# Start of EXERCISE MATERIALS
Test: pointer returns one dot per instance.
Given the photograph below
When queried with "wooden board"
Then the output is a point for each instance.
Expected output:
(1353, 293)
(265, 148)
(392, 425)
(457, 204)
# End of EXERCISE MATERIALS
=== DO THIS ===
Edit the data above by replacing "instance" with "object" and leaving everything else unchanged.

=== EXERCISE ANSWER ===
Test: pointer returns one dot per object.
Given the photograph below
When queried with "wooden board"
Then the output is a point for each object.
Expected output:
(1353, 293)
(265, 148)
(392, 425)
(457, 204)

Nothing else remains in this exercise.